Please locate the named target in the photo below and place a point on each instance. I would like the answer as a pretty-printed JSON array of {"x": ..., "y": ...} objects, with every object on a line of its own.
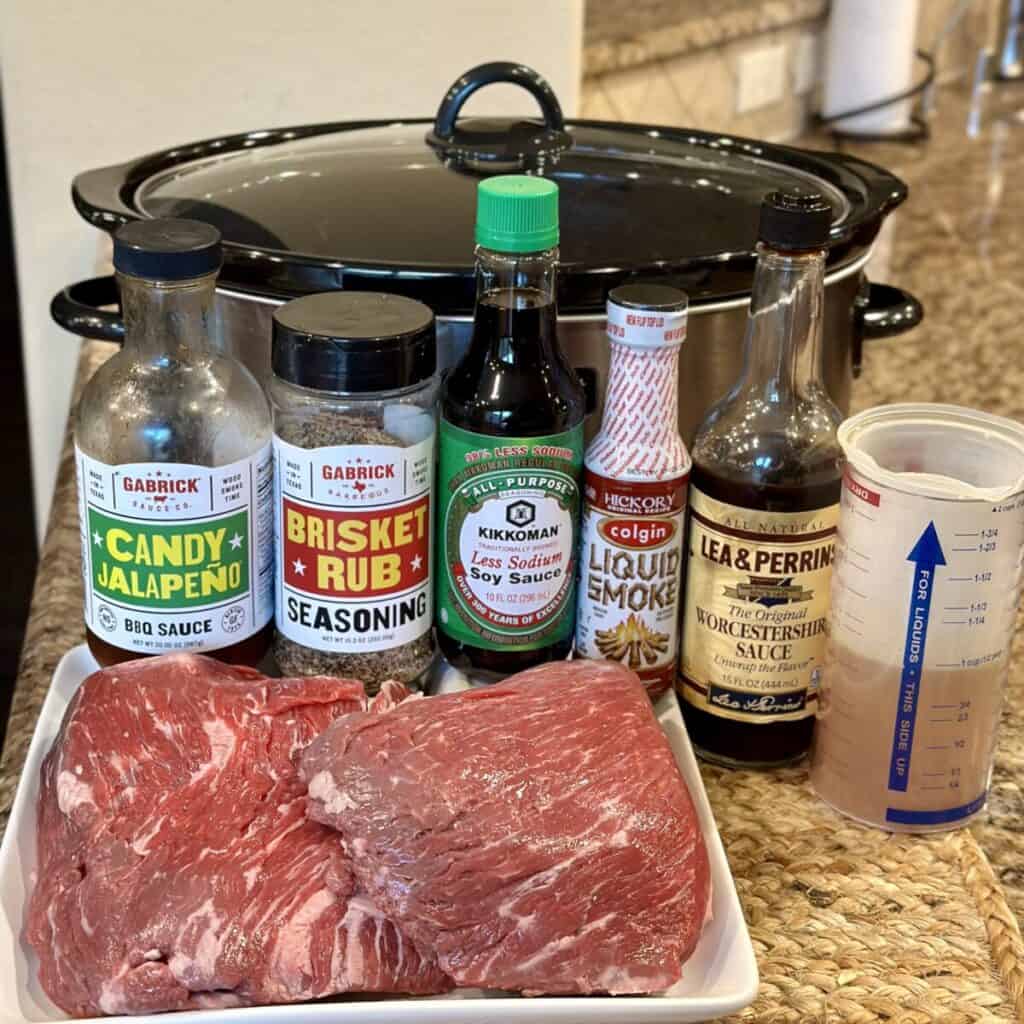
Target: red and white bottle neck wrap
[{"x": 639, "y": 436}]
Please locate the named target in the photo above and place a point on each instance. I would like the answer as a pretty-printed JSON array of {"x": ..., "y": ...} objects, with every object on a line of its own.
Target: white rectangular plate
[{"x": 719, "y": 978}]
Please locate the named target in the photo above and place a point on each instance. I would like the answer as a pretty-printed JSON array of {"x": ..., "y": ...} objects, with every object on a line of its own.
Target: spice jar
[{"x": 353, "y": 392}]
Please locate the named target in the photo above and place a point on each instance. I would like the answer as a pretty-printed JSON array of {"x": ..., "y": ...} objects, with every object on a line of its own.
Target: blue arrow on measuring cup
[{"x": 926, "y": 555}]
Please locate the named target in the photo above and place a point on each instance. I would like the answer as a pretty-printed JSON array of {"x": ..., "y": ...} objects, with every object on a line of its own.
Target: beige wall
[
  {"x": 677, "y": 64},
  {"x": 99, "y": 81}
]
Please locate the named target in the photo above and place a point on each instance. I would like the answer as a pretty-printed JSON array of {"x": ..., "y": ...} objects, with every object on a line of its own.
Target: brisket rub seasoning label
[
  {"x": 352, "y": 525},
  {"x": 175, "y": 556}
]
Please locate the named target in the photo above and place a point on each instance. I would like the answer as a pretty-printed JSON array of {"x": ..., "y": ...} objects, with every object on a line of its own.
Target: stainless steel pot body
[{"x": 710, "y": 361}]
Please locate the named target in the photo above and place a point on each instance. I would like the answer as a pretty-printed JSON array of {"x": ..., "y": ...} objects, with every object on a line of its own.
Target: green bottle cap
[{"x": 516, "y": 213}]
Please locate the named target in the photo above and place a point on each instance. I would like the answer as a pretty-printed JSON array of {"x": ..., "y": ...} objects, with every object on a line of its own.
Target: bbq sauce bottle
[
  {"x": 764, "y": 505},
  {"x": 510, "y": 450},
  {"x": 172, "y": 451}
]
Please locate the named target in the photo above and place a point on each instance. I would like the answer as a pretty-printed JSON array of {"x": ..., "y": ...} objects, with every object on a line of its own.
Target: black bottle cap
[
  {"x": 354, "y": 342},
  {"x": 167, "y": 249},
  {"x": 795, "y": 219}
]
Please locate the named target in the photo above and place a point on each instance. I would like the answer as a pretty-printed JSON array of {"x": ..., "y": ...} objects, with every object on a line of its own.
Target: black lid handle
[{"x": 498, "y": 71}]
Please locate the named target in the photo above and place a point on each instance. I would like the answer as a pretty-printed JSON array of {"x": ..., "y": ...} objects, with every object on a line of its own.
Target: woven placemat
[{"x": 854, "y": 925}]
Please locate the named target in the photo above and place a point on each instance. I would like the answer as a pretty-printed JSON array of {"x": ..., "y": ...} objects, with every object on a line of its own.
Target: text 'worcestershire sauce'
[
  {"x": 763, "y": 511},
  {"x": 510, "y": 450}
]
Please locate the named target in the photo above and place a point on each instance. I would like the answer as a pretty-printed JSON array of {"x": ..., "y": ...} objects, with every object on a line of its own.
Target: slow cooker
[{"x": 389, "y": 205}]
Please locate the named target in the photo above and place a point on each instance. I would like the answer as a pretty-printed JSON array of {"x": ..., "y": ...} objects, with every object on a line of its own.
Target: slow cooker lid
[{"x": 391, "y": 205}]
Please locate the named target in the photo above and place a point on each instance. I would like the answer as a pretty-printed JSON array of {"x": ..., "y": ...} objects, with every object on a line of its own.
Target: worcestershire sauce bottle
[
  {"x": 511, "y": 450},
  {"x": 764, "y": 506}
]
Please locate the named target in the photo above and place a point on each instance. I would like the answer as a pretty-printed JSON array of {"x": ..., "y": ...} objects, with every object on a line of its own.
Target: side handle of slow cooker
[
  {"x": 881, "y": 311},
  {"x": 78, "y": 308}
]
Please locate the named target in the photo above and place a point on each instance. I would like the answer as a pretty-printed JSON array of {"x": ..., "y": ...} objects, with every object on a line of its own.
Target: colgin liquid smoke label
[
  {"x": 176, "y": 557},
  {"x": 352, "y": 524},
  {"x": 630, "y": 569}
]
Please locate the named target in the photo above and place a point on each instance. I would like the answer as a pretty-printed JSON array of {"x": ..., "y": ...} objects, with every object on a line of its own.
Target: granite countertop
[{"x": 955, "y": 245}]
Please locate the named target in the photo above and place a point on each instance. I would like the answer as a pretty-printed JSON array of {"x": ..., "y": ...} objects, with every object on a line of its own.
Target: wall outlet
[
  {"x": 805, "y": 64},
  {"x": 761, "y": 78}
]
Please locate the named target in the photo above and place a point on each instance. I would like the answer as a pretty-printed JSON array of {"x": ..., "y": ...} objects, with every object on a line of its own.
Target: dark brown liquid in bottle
[
  {"x": 249, "y": 651},
  {"x": 512, "y": 382},
  {"x": 722, "y": 739}
]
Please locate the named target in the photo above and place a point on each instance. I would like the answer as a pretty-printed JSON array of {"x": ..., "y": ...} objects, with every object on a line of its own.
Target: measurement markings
[{"x": 859, "y": 568}]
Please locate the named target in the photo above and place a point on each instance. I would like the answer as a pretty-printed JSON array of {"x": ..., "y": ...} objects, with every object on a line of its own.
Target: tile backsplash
[{"x": 677, "y": 61}]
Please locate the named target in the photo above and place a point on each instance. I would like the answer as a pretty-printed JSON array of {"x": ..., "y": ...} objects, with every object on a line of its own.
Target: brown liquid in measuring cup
[
  {"x": 249, "y": 651},
  {"x": 733, "y": 741}
]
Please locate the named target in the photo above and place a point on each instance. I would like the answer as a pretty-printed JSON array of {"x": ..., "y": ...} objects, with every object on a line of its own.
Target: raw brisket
[
  {"x": 536, "y": 835},
  {"x": 176, "y": 865}
]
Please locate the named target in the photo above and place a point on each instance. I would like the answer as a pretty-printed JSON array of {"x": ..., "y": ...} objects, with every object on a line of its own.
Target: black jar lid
[
  {"x": 354, "y": 342},
  {"x": 167, "y": 249},
  {"x": 795, "y": 219}
]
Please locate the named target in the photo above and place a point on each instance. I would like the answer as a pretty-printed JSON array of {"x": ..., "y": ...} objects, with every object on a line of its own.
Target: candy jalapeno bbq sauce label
[
  {"x": 352, "y": 524},
  {"x": 756, "y": 621},
  {"x": 507, "y": 538},
  {"x": 176, "y": 557},
  {"x": 630, "y": 568}
]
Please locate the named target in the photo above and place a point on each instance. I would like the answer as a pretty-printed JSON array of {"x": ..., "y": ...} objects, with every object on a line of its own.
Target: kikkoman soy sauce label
[
  {"x": 756, "y": 616},
  {"x": 507, "y": 537},
  {"x": 176, "y": 557},
  {"x": 353, "y": 545}
]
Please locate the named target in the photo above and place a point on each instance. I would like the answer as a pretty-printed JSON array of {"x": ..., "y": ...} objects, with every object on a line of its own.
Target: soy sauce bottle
[
  {"x": 764, "y": 505},
  {"x": 510, "y": 450}
]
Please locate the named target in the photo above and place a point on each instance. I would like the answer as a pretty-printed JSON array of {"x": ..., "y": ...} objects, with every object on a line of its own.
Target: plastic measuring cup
[{"x": 926, "y": 584}]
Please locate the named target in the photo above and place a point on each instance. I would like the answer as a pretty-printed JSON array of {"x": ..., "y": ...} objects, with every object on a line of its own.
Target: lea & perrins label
[
  {"x": 756, "y": 616},
  {"x": 352, "y": 527},
  {"x": 176, "y": 556},
  {"x": 630, "y": 570}
]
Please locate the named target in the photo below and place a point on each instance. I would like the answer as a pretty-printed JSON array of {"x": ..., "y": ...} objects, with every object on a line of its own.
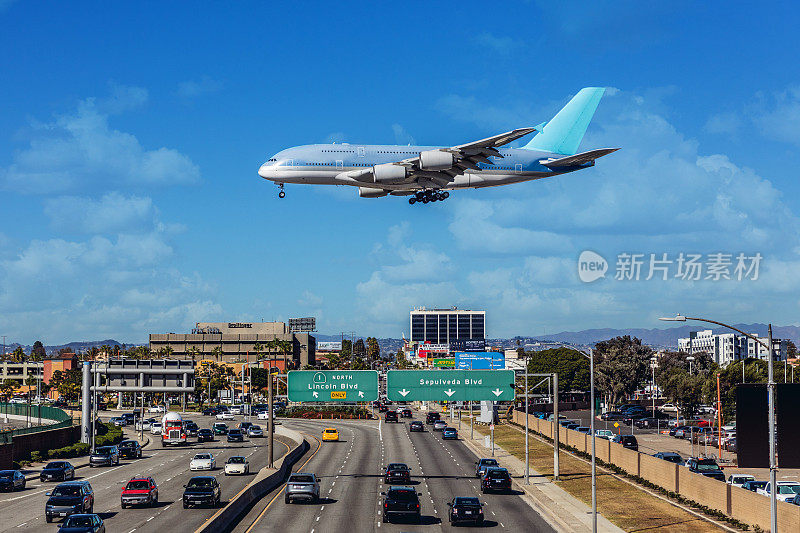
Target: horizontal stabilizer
[{"x": 577, "y": 159}]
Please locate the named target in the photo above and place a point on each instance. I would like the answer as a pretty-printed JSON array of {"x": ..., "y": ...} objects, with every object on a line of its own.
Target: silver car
[{"x": 302, "y": 486}]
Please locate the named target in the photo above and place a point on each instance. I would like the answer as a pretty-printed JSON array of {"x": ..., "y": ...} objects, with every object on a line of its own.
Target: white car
[
  {"x": 787, "y": 490},
  {"x": 738, "y": 480},
  {"x": 237, "y": 465},
  {"x": 203, "y": 461}
]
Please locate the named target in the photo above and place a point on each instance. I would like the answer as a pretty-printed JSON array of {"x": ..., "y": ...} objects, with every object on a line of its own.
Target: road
[
  {"x": 24, "y": 510},
  {"x": 351, "y": 482}
]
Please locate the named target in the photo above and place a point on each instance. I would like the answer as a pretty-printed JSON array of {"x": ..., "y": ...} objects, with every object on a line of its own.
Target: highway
[
  {"x": 351, "y": 482},
  {"x": 24, "y": 510}
]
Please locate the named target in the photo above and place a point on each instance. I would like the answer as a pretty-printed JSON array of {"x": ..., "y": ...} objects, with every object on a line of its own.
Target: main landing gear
[{"x": 428, "y": 196}]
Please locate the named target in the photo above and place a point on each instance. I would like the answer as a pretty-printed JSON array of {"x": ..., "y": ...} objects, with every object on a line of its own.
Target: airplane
[{"x": 428, "y": 173}]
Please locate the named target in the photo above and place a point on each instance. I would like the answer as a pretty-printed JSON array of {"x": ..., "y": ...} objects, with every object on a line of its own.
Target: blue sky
[{"x": 131, "y": 137}]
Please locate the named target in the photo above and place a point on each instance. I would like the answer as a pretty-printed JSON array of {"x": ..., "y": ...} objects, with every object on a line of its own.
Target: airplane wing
[{"x": 440, "y": 166}]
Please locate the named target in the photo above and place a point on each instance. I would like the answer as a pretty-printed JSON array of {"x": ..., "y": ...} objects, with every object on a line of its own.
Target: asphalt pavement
[{"x": 24, "y": 510}]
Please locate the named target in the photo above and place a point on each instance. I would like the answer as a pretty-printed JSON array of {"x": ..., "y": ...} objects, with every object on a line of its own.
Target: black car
[
  {"x": 104, "y": 455},
  {"x": 627, "y": 441},
  {"x": 72, "y": 497},
  {"x": 57, "y": 471},
  {"x": 706, "y": 467},
  {"x": 11, "y": 480},
  {"x": 202, "y": 490},
  {"x": 670, "y": 456},
  {"x": 397, "y": 473},
  {"x": 235, "y": 435},
  {"x": 130, "y": 449},
  {"x": 83, "y": 523},
  {"x": 465, "y": 510},
  {"x": 495, "y": 479},
  {"x": 401, "y": 502}
]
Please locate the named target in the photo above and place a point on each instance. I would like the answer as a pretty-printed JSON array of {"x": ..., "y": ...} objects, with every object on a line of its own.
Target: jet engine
[
  {"x": 435, "y": 160},
  {"x": 389, "y": 173},
  {"x": 369, "y": 192}
]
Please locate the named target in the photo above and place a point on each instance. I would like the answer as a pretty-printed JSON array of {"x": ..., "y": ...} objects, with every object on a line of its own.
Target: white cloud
[{"x": 80, "y": 151}]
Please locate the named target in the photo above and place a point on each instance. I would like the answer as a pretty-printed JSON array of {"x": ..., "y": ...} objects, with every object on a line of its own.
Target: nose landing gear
[{"x": 428, "y": 196}]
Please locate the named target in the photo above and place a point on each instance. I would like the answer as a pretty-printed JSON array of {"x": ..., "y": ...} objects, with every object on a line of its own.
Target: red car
[{"x": 140, "y": 491}]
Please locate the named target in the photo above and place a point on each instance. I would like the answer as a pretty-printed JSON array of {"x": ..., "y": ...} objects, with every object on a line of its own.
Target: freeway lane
[
  {"x": 24, "y": 511},
  {"x": 352, "y": 482}
]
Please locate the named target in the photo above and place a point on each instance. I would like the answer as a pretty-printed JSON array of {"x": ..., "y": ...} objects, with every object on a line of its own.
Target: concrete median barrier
[{"x": 265, "y": 481}]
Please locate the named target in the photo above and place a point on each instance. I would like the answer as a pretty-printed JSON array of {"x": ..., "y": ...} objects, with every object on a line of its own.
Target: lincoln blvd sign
[
  {"x": 450, "y": 385},
  {"x": 333, "y": 385}
]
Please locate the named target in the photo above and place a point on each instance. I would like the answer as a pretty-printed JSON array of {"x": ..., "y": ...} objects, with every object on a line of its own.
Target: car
[
  {"x": 786, "y": 490},
  {"x": 82, "y": 523},
  {"x": 57, "y": 471},
  {"x": 604, "y": 434},
  {"x": 495, "y": 479},
  {"x": 68, "y": 498},
  {"x": 302, "y": 486},
  {"x": 235, "y": 435},
  {"x": 237, "y": 464},
  {"x": 191, "y": 428},
  {"x": 104, "y": 455},
  {"x": 753, "y": 486},
  {"x": 449, "y": 434},
  {"x": 203, "y": 461},
  {"x": 396, "y": 473},
  {"x": 465, "y": 509},
  {"x": 672, "y": 457},
  {"x": 627, "y": 441},
  {"x": 401, "y": 502},
  {"x": 202, "y": 490},
  {"x": 11, "y": 480},
  {"x": 483, "y": 464},
  {"x": 139, "y": 491},
  {"x": 706, "y": 467},
  {"x": 738, "y": 480}
]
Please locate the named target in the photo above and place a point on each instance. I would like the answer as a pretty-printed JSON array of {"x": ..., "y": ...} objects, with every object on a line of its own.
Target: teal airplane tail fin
[{"x": 563, "y": 134}]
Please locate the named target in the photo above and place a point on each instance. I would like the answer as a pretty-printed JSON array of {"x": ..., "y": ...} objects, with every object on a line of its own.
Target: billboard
[{"x": 480, "y": 360}]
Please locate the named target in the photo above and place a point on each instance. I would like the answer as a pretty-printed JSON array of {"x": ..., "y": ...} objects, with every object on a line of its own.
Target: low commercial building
[{"x": 237, "y": 342}]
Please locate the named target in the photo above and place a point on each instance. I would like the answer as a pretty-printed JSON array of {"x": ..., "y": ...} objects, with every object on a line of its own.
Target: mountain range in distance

========

Pull out every line in the listing above that contains the string "brown". Letter case counts, so match only that exact capitalization.

> _Answer to the task_:
Target: dark brown liquid in bottle
Target: brown liquid in measuring cup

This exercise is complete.